** PASSAGE TO READ **
..........

Watching this film certainly makes me want to reread the novel. Mehaps in 2020. Arrrrr!
Side note: Coincidentally the First Mate and me are listening to Crichton’s the great train robbery as our next joint audio book! I haven’t ever read it so it shall be fun.
From the First Mate:
One of the criticisms of Michael Crichton’s work that I’ve heard most often is that his ethos are those of a neo-luddite; that when you get down to it, the overall point of his work is “technology is gonna kill us.” The criticism seems often couched in a “how can a sci-fi writer hate technology so much” type of framing. And I just don’t see it. If anything, Crichton seems to place the blame for the trials that his characters go through squarely on their own shoulders. His novel “Sphere,” and the film adapted from it, are a perfect example of “people are the problem.”
I don’t believe I’d watched the film “Sphere” since it came out in ‘98, which was a year full of near miss sci-fi adaptations (“Godzilla,” “Lost in Space,” “New Rose Hotel,” “Phantoms,” “Avengers,” and “Blade”), films that felt like adaptations (“Soldier” and “Disturbing Behavior”), and some genuinely good sci-fi films (“Dark City,” “The Truman Show,” and “Pi”). “Sphere” kind of got lost in the shuffle that year. My memory of the film was that as an adaptation is was only okay, that I hated the visual of the sphere itself, and that none of the characters really fit how I had pictured them in the novel. When the Captain said that we should watch “Sphere” because we’d previously enjoyed Sharon Stone in “Total Recall,” I have to admit that I was not expecting to really enjoy the film.

..........

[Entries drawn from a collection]
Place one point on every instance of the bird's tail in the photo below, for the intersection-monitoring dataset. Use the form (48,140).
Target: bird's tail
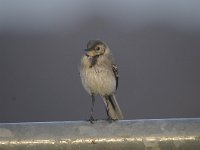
(113,109)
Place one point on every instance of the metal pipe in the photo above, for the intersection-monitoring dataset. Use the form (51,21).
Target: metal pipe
(158,134)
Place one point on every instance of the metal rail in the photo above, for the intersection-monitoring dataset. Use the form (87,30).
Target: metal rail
(162,134)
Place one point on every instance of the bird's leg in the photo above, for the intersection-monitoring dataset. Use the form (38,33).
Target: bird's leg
(107,109)
(92,109)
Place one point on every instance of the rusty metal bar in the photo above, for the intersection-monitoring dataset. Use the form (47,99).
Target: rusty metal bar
(159,134)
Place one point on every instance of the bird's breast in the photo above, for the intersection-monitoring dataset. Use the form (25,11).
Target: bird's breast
(99,80)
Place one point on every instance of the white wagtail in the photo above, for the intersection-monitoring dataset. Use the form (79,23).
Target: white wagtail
(99,76)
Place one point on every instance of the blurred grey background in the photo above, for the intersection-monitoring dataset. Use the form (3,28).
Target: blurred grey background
(156,45)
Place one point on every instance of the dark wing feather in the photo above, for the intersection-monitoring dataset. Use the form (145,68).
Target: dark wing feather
(115,71)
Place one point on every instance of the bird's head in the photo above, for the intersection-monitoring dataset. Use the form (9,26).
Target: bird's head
(96,48)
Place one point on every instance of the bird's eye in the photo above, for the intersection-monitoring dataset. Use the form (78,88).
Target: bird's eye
(97,48)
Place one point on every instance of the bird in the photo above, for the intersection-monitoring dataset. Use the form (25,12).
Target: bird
(99,76)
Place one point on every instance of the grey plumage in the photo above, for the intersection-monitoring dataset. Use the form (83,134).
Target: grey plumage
(99,76)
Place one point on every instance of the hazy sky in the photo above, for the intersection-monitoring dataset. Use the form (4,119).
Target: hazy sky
(155,43)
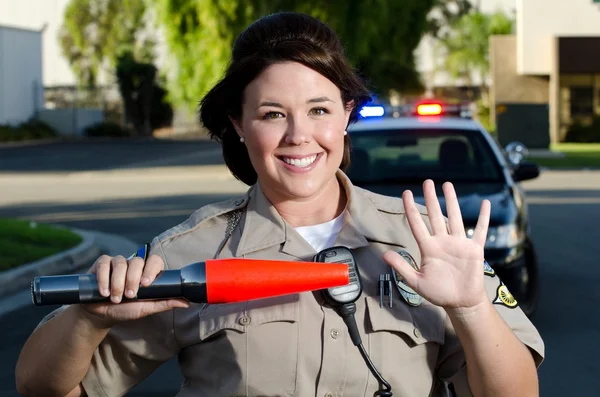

..........

Can you repeat the post on Sphere word for word, starting with "I don’t believe" and going on through "enjoy the film."? The listing is separate material, apart from the post on Sphere.

** REPLY TO THE EXERCISE **
I don’t believe I’d watched the film “Sphere” since it came out in ‘98, which was a year full of near miss sci-fi adaptations (“Godzilla,” “Lost in Space,” “New Rose Hotel,” “Phantoms,” “Avengers,” and “Blade”), films that felt like adaptations (“Soldier” and “Disturbing Behavior”), and some genuinely good sci-fi films (“Dark City,” “The Truman Show,” and “Pi”). “Sphere” kind of got lost in the shuffle that year. My memory of the film was that as an adaptation is was only okay, that I hated the visual of the sphere itself, and that none of the characters really fit how I had pictured them in the novel. When the Captain said that we should watch “Sphere” because we’d previously enjoyed Sharon Stone in “Total Recall,” I have to admit that I was not expecting to really enjoy the film.